● **EXTRACTED MATERIAL**:

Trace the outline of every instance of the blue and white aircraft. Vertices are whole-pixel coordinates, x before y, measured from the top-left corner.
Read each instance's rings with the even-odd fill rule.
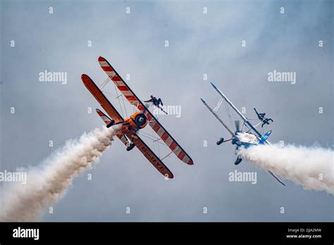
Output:
[[[268,138],[269,137],[270,134],[271,134],[271,130],[268,131],[264,134],[261,134],[257,130],[256,127],[263,123],[265,120],[267,118],[263,118],[263,120],[259,122],[256,125],[253,126],[253,125],[250,122],[249,120],[246,118],[242,113],[241,113],[239,110],[233,105],[233,103],[223,94],[223,92],[217,88],[215,84],[212,82],[210,82],[212,87],[217,91],[217,92],[222,96],[222,98],[218,102],[216,106],[212,109],[207,103],[204,101],[203,99],[201,99],[202,102],[204,104],[205,106],[210,111],[210,112],[218,119],[218,120],[224,126],[224,127],[228,131],[228,132],[231,134],[231,138],[224,140],[224,138],[220,138],[219,140],[217,142],[217,144],[220,145],[222,143],[227,142],[231,141],[232,144],[235,145],[235,153],[237,153],[237,151],[241,148],[244,147],[247,149],[249,147],[253,147],[259,144],[269,144],[270,142],[268,141]],[[240,120],[235,120],[235,131],[233,132],[228,126],[221,120],[221,118],[217,115],[216,113],[223,102],[226,103],[226,109],[228,115],[230,117],[232,121],[232,118],[230,114],[230,111],[228,110],[228,106],[230,106],[236,113],[243,120],[242,129],[240,129]],[[257,113],[256,113],[257,114]],[[268,124],[268,123],[267,123]],[[243,128],[245,127],[245,130]],[[240,156],[237,157],[237,159],[235,161],[235,165],[238,165],[241,163],[242,158]],[[271,170],[268,170],[268,172],[280,184],[283,185],[285,185],[283,182]]]

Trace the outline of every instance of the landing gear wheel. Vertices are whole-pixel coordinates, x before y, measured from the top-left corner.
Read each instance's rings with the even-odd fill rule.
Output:
[[[235,161],[234,162],[234,164],[238,165],[239,163],[241,163],[242,161],[242,158],[237,158],[237,160],[235,160]]]
[[[111,127],[112,125],[113,125],[115,124],[115,120],[111,120],[109,122],[109,124],[108,124],[106,125],[106,127],[109,128],[110,127]]]
[[[131,143],[131,144],[130,144],[130,146],[128,146],[126,148],[126,150],[127,150],[128,151],[131,151],[135,146],[136,146],[136,145],[135,145],[135,144]]]
[[[218,140],[217,144],[219,146],[221,144],[222,144],[224,142],[224,138],[221,138]]]

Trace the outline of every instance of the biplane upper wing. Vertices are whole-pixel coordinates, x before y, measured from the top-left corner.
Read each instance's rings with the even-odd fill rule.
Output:
[[[85,86],[89,90],[90,93],[95,97],[97,101],[99,103],[101,106],[106,111],[106,112],[109,115],[111,119],[115,120],[115,122],[121,122],[123,120],[122,116],[118,113],[115,107],[109,102],[106,96],[102,93],[102,92],[99,89],[99,87],[95,84],[93,80],[88,77],[86,74],[82,74],[81,75],[81,80],[84,83]]]
[[[165,128],[158,122],[153,114],[147,109],[145,105],[140,101],[138,97],[132,92],[131,89],[127,85],[125,82],[113,69],[111,65],[103,57],[99,57],[99,63],[103,70],[109,78],[117,86],[120,92],[133,106],[144,113],[149,120],[149,126],[156,132],[165,144],[172,150],[176,156],[187,164],[194,164],[190,156],[183,150],[173,137],[165,130]]]
[[[86,87],[89,90],[92,94],[99,101],[101,106],[106,111],[106,112],[111,117],[115,122],[121,122],[123,120],[122,116],[118,113],[116,109],[109,102],[108,99],[104,96],[102,92],[92,80],[92,79],[87,75],[83,74],[81,76],[81,79]],[[110,122],[110,118],[109,118],[104,113],[99,109],[97,109],[97,113],[102,118],[106,124]],[[120,141],[126,145],[128,140],[125,139],[124,135],[117,135]],[[171,170],[163,164],[159,157],[147,146],[147,145],[137,135],[128,134],[127,137],[129,139],[132,139],[132,142],[135,143],[135,146],[142,152],[142,153],[147,158],[147,160],[158,170],[163,175],[168,177],[169,179],[173,179],[173,175]]]

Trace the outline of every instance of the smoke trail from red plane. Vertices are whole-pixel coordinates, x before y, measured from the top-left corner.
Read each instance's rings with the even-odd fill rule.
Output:
[[[73,177],[97,163],[111,144],[113,128],[96,129],[68,140],[42,164],[27,171],[27,183],[8,182],[0,190],[0,221],[37,221],[63,196]]]

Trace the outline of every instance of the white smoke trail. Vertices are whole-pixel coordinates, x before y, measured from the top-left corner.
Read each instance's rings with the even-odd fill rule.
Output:
[[[331,149],[275,144],[242,149],[238,155],[306,189],[334,194],[333,153]]]
[[[113,128],[104,127],[84,133],[78,140],[68,140],[40,166],[26,170],[26,184],[3,186],[0,221],[39,220],[48,205],[66,194],[73,178],[97,162],[113,135]]]

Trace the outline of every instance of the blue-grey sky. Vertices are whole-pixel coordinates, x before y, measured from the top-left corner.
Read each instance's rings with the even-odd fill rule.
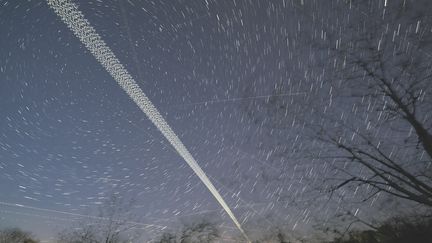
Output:
[[[337,1],[74,2],[246,231],[275,224],[307,228],[334,212],[311,193],[322,165],[296,154],[314,146],[298,140],[301,126],[269,132],[260,104],[280,84],[276,94],[293,111],[328,100],[317,65],[330,57],[317,40],[327,45],[349,31],[344,21],[380,16],[384,1],[366,13],[361,4]],[[121,192],[136,200],[141,222],[155,225],[145,234],[209,212],[238,234],[192,170],[45,1],[0,1],[0,33],[1,227],[19,226],[47,240]]]

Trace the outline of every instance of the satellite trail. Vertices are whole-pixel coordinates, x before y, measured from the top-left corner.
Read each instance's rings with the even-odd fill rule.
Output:
[[[201,167],[198,165],[193,156],[180,141],[178,136],[174,133],[153,103],[140,89],[126,68],[120,63],[111,49],[96,33],[95,29],[90,25],[88,20],[85,19],[81,11],[78,10],[78,7],[69,0],[47,0],[47,2],[48,5],[54,9],[56,14],[69,27],[69,29],[73,31],[73,33],[80,39],[85,47],[93,54],[93,56],[100,62],[100,64],[102,64],[102,66],[108,71],[114,80],[129,95],[135,104],[137,104],[138,107],[147,115],[147,117],[171,143],[175,150],[183,157],[186,163],[188,163],[195,174],[201,179],[208,190],[213,194],[216,200],[227,212],[246,240],[250,242],[237,218],[234,216],[233,212],[213,186],[204,171],[201,169]]]

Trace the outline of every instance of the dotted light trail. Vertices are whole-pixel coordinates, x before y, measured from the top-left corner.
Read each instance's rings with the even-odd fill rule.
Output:
[[[213,194],[219,204],[227,212],[234,224],[243,234],[248,242],[248,236],[244,232],[237,218],[226,204],[220,193],[214,187],[210,179],[195,161],[193,156],[180,141],[150,99],[140,89],[138,84],[120,63],[111,49],[105,44],[102,38],[96,33],[78,7],[69,0],[47,0],[48,5],[63,20],[70,30],[80,39],[82,44],[93,54],[99,63],[108,71],[114,80],[122,87],[137,106],[147,115],[165,138],[171,143],[175,150],[183,157],[186,163],[192,168],[195,174],[201,179],[208,190]]]

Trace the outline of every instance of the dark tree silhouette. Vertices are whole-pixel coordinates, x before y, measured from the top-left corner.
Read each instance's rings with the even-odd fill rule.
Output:
[[[99,208],[99,214],[80,222],[73,230],[59,234],[61,243],[120,243],[129,242],[126,234],[138,238],[138,220],[132,212],[134,200],[111,194]]]
[[[0,230],[0,243],[37,243],[31,233],[19,228],[8,228]]]
[[[338,21],[323,24],[325,34],[314,45],[321,58],[308,70],[319,74],[315,82],[303,81],[310,82],[309,94],[281,96],[292,89],[281,83],[259,111],[248,107],[278,140],[271,152],[322,162],[326,191],[362,188],[364,201],[386,193],[432,206],[430,7],[427,1],[350,1],[334,13]]]

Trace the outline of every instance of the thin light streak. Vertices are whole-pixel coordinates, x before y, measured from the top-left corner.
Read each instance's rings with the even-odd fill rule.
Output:
[[[244,232],[241,224],[238,222],[234,213],[226,204],[225,200],[219,194],[217,189],[211,183],[210,179],[195,161],[193,156],[180,141],[150,99],[138,86],[126,68],[120,63],[111,49],[102,40],[96,30],[91,26],[88,20],[84,17],[78,7],[69,0],[47,0],[48,5],[62,19],[70,30],[78,37],[82,44],[93,54],[99,63],[107,70],[114,78],[120,87],[129,95],[135,104],[147,115],[153,124],[159,129],[164,137],[171,143],[177,153],[179,153],[186,163],[192,168],[195,174],[201,179],[204,185],[216,198],[222,208],[230,216],[231,220],[243,234],[245,239],[250,242],[248,236]]]

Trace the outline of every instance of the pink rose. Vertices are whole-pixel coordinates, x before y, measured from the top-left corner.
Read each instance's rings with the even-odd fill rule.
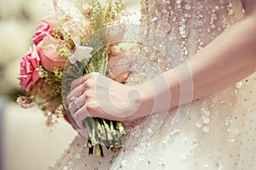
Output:
[[[49,24],[50,21],[49,18],[41,20],[36,29],[35,34],[32,36],[33,42],[38,45],[46,35],[52,35],[53,28]]]
[[[50,35],[46,35],[37,46],[42,65],[51,72],[54,67],[64,67],[67,61],[67,59],[61,58],[56,46],[55,39]]]
[[[17,78],[20,84],[27,93],[31,85],[36,83],[40,78],[39,66],[40,58],[35,45],[30,48],[28,53],[22,57],[20,61],[20,72]]]

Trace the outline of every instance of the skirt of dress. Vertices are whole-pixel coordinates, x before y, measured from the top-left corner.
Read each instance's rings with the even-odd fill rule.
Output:
[[[160,8],[159,6],[154,5],[154,3],[158,1],[144,1],[148,2],[145,3],[147,7],[144,9],[148,9],[155,16],[159,15],[159,18],[162,16],[161,12],[165,11],[164,8]],[[169,9],[174,8],[173,12],[177,12],[180,9],[178,7],[183,8],[183,6],[184,6],[183,8],[187,10],[189,15],[191,13],[191,16],[195,17],[184,18],[184,16],[189,16],[186,10],[183,12],[177,11],[177,15],[175,15],[177,16],[175,21],[168,20],[172,28],[177,28],[173,29],[173,35],[179,36],[176,38],[174,37],[174,39],[188,40],[184,43],[183,43],[183,42],[179,42],[179,45],[188,44],[185,47],[184,54],[187,54],[188,49],[189,52],[189,55],[191,55],[196,53],[195,49],[197,48],[200,48],[194,38],[199,40],[200,38],[198,39],[198,37],[201,37],[201,31],[199,31],[198,29],[195,28],[193,30],[193,22],[200,23],[200,20],[203,18],[209,19],[211,21],[212,13],[214,13],[213,16],[218,17],[218,22],[215,23],[216,27],[219,29],[226,28],[227,20],[229,20],[225,18],[226,12],[230,14],[232,12],[233,14],[235,9],[233,10],[231,8],[236,7],[234,4],[238,1],[234,0],[233,5],[231,3],[232,1],[230,0],[219,2],[194,0],[188,2],[190,2],[191,4],[183,2],[178,4],[180,6],[177,6],[177,4],[172,4],[174,1],[171,1],[166,8],[172,7]],[[152,3],[151,6],[150,3]],[[226,8],[225,4],[229,4],[227,6],[228,8]],[[165,5],[167,4],[165,3]],[[190,10],[190,5],[195,7],[193,8],[194,11]],[[221,8],[221,6],[224,8]],[[164,5],[161,7],[166,8]],[[219,8],[218,14],[216,12],[217,7],[218,9]],[[237,7],[241,8],[241,6]],[[239,11],[241,10],[239,9]],[[193,14],[194,12],[195,14]],[[199,14],[197,14],[197,13]],[[220,14],[223,14],[223,16],[221,17]],[[143,21],[148,23],[147,20],[149,20],[149,22],[152,22],[154,15],[150,15],[149,19],[148,17]],[[188,26],[180,26],[181,22],[179,22],[179,20],[183,21],[184,19],[187,20],[185,20],[186,23],[185,21],[183,23]],[[216,20],[217,18],[214,20]],[[164,22],[165,20],[160,20],[153,21],[153,23],[148,24],[158,25],[166,23]],[[207,26],[204,26],[203,27],[206,32],[208,31]],[[164,28],[167,29],[170,27],[166,26]],[[182,29],[180,31],[183,31],[175,32],[177,30],[179,30],[178,28]],[[183,28],[187,29],[183,30]],[[187,31],[189,32],[186,32]],[[213,31],[212,30],[211,32]],[[172,37],[172,30],[170,31],[169,35]],[[214,35],[217,36],[220,32],[219,30],[216,30],[213,33],[216,33]],[[207,44],[215,36],[204,37],[208,39],[205,40],[204,43],[200,42],[199,44]],[[203,37],[201,37],[201,39],[202,40]],[[104,150],[104,157],[89,156],[88,148],[86,147],[87,139],[79,135],[74,139],[55,166],[51,168],[55,170],[140,170],[143,168],[154,170],[256,169],[255,112],[256,73],[221,92],[193,102],[183,125],[177,129],[177,132],[175,131],[176,133],[173,133],[172,127],[173,116],[176,110],[172,110],[169,113],[161,127],[149,138],[141,139],[136,144],[125,146],[117,153]]]
[[[193,103],[177,133],[172,118],[150,138],[104,157],[88,156],[78,136],[53,169],[256,168],[256,74]],[[170,113],[172,114],[172,113]],[[172,116],[170,116],[172,117]]]

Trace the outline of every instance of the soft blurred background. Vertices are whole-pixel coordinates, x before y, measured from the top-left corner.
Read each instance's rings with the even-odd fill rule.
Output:
[[[50,0],[0,1],[1,170],[43,170],[55,162],[76,133],[64,121],[44,125],[37,108],[21,109],[16,79],[20,60],[32,44],[36,24],[54,14]]]

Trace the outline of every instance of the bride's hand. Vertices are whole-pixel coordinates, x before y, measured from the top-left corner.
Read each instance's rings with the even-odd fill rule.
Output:
[[[145,116],[138,111],[143,100],[140,88],[125,86],[96,72],[73,81],[67,99],[80,128],[87,116],[131,122]]]

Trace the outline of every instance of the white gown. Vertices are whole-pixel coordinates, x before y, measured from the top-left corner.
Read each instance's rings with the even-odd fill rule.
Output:
[[[187,58],[243,15],[241,3],[236,0],[143,0],[141,7],[142,23],[167,32]],[[255,113],[256,74],[253,74],[193,102],[175,134],[170,131],[171,112],[151,137],[118,153],[104,150],[102,158],[89,156],[86,139],[78,135],[50,168],[256,169]]]

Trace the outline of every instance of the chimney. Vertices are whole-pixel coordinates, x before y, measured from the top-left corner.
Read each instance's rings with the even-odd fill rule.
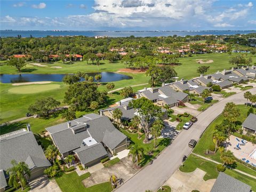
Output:
[[[28,131],[30,132],[31,131],[31,127],[30,127],[30,125],[29,124],[27,124],[27,130]]]

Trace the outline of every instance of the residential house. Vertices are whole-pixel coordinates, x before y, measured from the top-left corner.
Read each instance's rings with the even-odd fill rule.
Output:
[[[66,54],[66,57],[68,58],[69,58],[71,56],[71,60],[74,61],[83,61],[83,56],[78,54]]]
[[[235,69],[233,72],[239,76],[245,76],[249,79],[256,79],[256,67],[252,66],[251,67],[243,67]]]
[[[114,126],[108,117],[95,114],[46,130],[62,158],[74,154],[84,167],[99,163],[108,154],[126,149],[129,143],[127,137]]]
[[[169,85],[158,88],[145,88],[136,93],[137,98],[142,97],[151,100],[161,107],[168,105],[170,107],[178,106],[179,102],[186,102],[188,94],[182,92],[175,91]]]
[[[256,115],[250,114],[242,124],[244,131],[256,134]]]
[[[211,192],[251,192],[251,187],[220,172]]]
[[[210,87],[200,85],[199,83],[194,79],[185,81],[181,79],[180,81],[177,81],[171,83],[170,84],[170,86],[177,91],[183,92],[185,91],[188,91],[189,93],[198,95],[199,96],[201,95],[201,94],[204,90],[211,90]]]
[[[43,175],[44,170],[51,166],[42,147],[38,145],[29,129],[28,131],[23,129],[0,135],[0,151],[1,191],[7,186],[5,179],[8,179],[9,175],[6,171],[12,167],[12,160],[17,163],[24,162],[28,165],[31,175],[26,175],[28,180]]]

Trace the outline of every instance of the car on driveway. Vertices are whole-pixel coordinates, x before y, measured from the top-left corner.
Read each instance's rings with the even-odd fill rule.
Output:
[[[196,145],[196,141],[194,139],[191,139],[188,143],[188,146],[191,148],[194,148]]]
[[[212,97],[208,97],[204,99],[205,101],[211,101],[213,99],[213,98]]]
[[[192,123],[191,122],[187,122],[183,126],[183,129],[186,129],[186,130],[188,130],[189,129],[189,127],[190,126],[192,126],[192,125],[193,124],[193,123]]]

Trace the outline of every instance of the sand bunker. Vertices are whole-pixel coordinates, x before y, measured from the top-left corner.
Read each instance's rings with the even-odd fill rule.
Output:
[[[117,72],[130,73],[145,73],[146,69],[132,69],[130,68],[123,68],[119,69]]]
[[[40,63],[29,63],[30,65],[33,65],[34,66],[38,66],[38,67],[47,67],[47,66],[45,65],[42,65],[42,64],[40,64]]]
[[[59,66],[55,66],[55,67],[51,67],[51,68],[53,68],[54,69],[61,69],[62,67],[59,67]]]
[[[26,83],[13,83],[12,85],[17,86],[17,85],[31,85],[31,84],[46,84],[51,83],[52,82],[26,82]]]
[[[203,63],[211,63],[213,62],[213,60],[205,60],[205,59],[196,59],[196,62],[203,64]]]

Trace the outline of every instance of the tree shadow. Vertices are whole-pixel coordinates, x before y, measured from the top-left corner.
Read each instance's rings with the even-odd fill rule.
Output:
[[[23,73],[31,73],[37,70],[38,70],[37,69],[35,69],[35,68],[22,69],[21,70],[21,71]]]

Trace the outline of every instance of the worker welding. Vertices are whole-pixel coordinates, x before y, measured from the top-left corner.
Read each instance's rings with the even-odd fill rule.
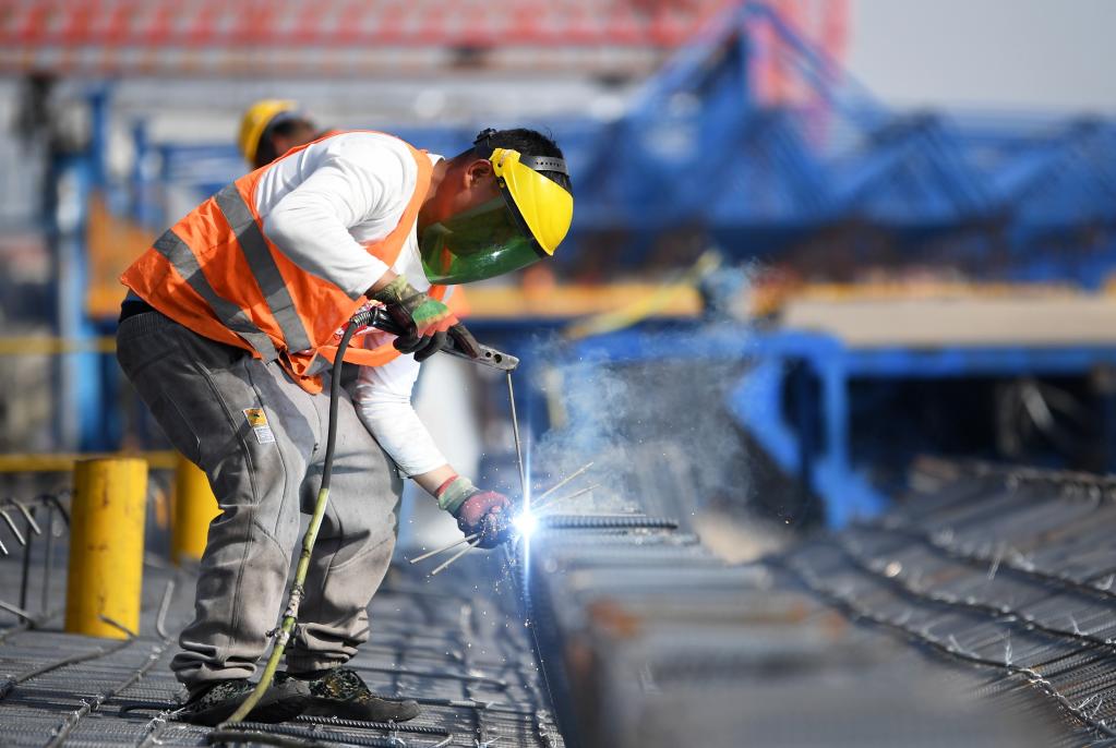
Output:
[[[0,745],[1116,746],[1114,23],[9,0]]]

● **WHAT IS REQUIRED**: Exclude all pictures and reproduce exactly the lines from the one containing "Trace the outline of every instance of the sand" through the final line of the entries above.

● **WORKED ANSWER**:
Trace the outline of every instance of the sand bunker. Vertices are whole-pixel coordinates, x before y, measured from the top-left corner.
Read each instance's rings with the even-odd fill rule.
Output:
[[[117,72],[130,73],[145,73],[146,69],[132,69],[130,68],[123,68],[119,69]]]
[[[40,63],[29,63],[30,65],[33,65],[34,66],[38,66],[38,67],[47,67],[47,66],[45,65],[42,65],[42,64],[40,64]]]
[[[59,66],[55,66],[55,67],[51,67],[51,68],[53,68],[54,69],[61,69],[62,67],[59,67]]]
[[[26,83],[13,83],[12,85],[17,86],[17,85],[31,85],[31,84],[46,84],[51,83],[52,82],[26,82]]]
[[[203,63],[211,63],[213,62],[213,60],[205,60],[205,59],[196,59],[196,62],[203,64]]]

Trace the outline of every instance of the tree shadow. Vertices are whole-pixel coordinates, x before y, measured from the top-left corner.
Read each instance's rings with the even-odd fill rule.
Output:
[[[23,73],[31,73],[37,70],[38,70],[37,69],[35,69],[35,68],[22,69],[21,70],[21,71]]]

Trace the outline of every instance of the worker welding. Vertices are whole-pixel coordinates, x before y, measured from the top-left corner.
Read each instance's rings with the even-odd fill rule.
Output:
[[[0,745],[1116,746],[1114,23],[9,0]]]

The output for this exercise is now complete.